▶ Exercise requirements: Repeat, exactly and completely, the entries shown underneath.

▶ Extracted entries:
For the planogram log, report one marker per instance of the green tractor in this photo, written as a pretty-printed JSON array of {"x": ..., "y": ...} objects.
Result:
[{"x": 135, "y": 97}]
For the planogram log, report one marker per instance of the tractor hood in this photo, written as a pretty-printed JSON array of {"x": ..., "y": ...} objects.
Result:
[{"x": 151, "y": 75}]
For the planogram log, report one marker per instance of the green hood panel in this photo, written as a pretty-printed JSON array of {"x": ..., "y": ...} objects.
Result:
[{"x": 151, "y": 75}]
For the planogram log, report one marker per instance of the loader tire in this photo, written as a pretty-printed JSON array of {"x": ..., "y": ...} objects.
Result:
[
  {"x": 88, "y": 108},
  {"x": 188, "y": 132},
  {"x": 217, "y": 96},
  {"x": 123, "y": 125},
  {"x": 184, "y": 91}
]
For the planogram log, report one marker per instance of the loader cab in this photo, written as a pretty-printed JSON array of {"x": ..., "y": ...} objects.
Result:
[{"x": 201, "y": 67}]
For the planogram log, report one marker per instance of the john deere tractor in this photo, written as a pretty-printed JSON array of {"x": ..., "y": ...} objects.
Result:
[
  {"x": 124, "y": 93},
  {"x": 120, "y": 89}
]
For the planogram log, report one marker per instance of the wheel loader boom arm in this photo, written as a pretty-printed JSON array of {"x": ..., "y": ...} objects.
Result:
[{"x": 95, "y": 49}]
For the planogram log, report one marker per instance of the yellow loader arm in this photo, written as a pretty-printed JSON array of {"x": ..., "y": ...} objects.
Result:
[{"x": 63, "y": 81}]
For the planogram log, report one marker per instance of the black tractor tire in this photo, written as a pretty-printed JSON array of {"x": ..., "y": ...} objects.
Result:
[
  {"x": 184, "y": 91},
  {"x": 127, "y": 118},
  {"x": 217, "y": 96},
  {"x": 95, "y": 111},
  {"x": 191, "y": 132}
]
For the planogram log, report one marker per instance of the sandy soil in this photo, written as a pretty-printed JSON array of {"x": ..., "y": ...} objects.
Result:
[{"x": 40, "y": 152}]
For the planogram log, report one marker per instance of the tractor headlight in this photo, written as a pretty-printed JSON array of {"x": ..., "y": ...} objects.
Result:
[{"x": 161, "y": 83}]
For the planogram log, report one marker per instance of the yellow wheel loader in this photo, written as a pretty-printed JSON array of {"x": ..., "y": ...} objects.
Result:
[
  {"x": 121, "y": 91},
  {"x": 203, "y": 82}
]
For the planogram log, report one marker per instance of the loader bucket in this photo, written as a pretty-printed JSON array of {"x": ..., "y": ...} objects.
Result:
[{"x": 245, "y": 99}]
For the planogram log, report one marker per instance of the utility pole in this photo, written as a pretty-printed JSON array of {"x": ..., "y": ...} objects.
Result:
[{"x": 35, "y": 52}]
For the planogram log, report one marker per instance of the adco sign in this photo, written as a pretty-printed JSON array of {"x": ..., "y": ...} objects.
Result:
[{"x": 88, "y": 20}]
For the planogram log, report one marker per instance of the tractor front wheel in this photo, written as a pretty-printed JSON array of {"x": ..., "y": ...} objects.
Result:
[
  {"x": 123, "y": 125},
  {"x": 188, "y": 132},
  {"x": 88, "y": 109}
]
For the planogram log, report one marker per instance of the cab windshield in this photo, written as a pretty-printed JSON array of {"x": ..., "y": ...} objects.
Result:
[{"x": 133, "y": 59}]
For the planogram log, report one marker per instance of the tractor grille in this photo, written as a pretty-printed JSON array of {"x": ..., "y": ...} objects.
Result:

▶ Correct output:
For the planogram log, report one marker per instance of the green tractor in this photo, written as a pretty-printed JSON array of {"x": ..., "y": ...} objects.
Result:
[{"x": 135, "y": 97}]
For the planogram log, report one marker per instance of the tractor hood in this photo, written as a pretty-printed JSON array of {"x": ..., "y": ...} objects.
Result:
[{"x": 151, "y": 75}]
For the planogram log, report one marker per instance of the green hood panel in this photo, written as a pretty-printed JSON array of {"x": ..., "y": ...} objects.
Result:
[{"x": 151, "y": 75}]
For the planogram log, report one marker per instance of the loader tire in this photo, written as a pretty-printed JSON array of {"x": ..., "y": ...} objects.
Result:
[
  {"x": 88, "y": 108},
  {"x": 188, "y": 132},
  {"x": 217, "y": 96},
  {"x": 123, "y": 125},
  {"x": 184, "y": 91}
]
For the planogram log, report one marker per instance of the loader cab in this photo, written as a pretty-printed JSON array of {"x": ..., "y": ...} objects.
Result:
[{"x": 201, "y": 67}]
For the planogram log, report one marker per instance of the john deere tractor in this photo, written as a pretty-printed JSON array of {"x": ..., "y": ...} objects.
Result:
[
  {"x": 124, "y": 93},
  {"x": 120, "y": 89}
]
For the planogram log, report one marker per instance of the wheel loader boom arm in this photo, written as a pretty-printed JSON array of {"x": ..., "y": ...} objects.
Result:
[{"x": 95, "y": 49}]
For the planogram log, report one marker per instance of the yellow loader arm in this photo, written as a pretty-printed JSON array of {"x": ..., "y": ...} objects.
Result:
[{"x": 63, "y": 81}]
For the planogram log, report one marker per instance of the black tractor tire in this photo, written as a pretty-printed JSON array of {"x": ..., "y": ...} objects.
Result:
[
  {"x": 184, "y": 91},
  {"x": 127, "y": 118},
  {"x": 217, "y": 96},
  {"x": 95, "y": 111},
  {"x": 191, "y": 132}
]
For the planogram log, report one marker per instance of the sandy soil in this photo, written as a pretty-printed JSON array of {"x": ..., "y": ...} objects.
Result:
[{"x": 40, "y": 152}]
For the planogram log, report one marker per instance of the tractor headlight in this photo, written as a pretty-printed JSON array of {"x": ..., "y": ...} objects.
Result:
[{"x": 161, "y": 83}]
For the planogram log, report one marker per instance of the yellow wheel loader in this photo, written as a pretty-printed JSON array of {"x": ..., "y": ...} objects.
Result:
[
  {"x": 121, "y": 91},
  {"x": 203, "y": 82}
]
For the planogram log, report one marker per instance of the loader bucket in this photo, written as a pretty-printed JSON array of {"x": ..., "y": ...} objects.
Result:
[{"x": 245, "y": 99}]
For the planogram log, report one marker per instance of the utility pole in this photo, written as a pretty-printed JSON array of {"x": ..., "y": ...} objects.
Result:
[{"x": 35, "y": 52}]
For the planogram log, report one marker per instance of the adco sign in this photo, written as a pretty-printed JSON array of {"x": ..., "y": ...} objects.
Result:
[{"x": 88, "y": 20}]
For the planogram log, report one marker per instance of the tractor front wheel in this photo, written as a pretty-printed JSON array of {"x": ..., "y": ...} objects.
Result:
[
  {"x": 123, "y": 125},
  {"x": 188, "y": 132},
  {"x": 88, "y": 109}
]
For the planogram log, report one marker per instance of the cab windshield in this photo, written as a pretty-printed JSON array of {"x": ..., "y": ...} objects.
Result:
[{"x": 133, "y": 59}]
For the planogram log, report one marker per instance of the tractor grille in this photo, written as a pretty-printed JSON array of {"x": ..., "y": ...} objects.
Result:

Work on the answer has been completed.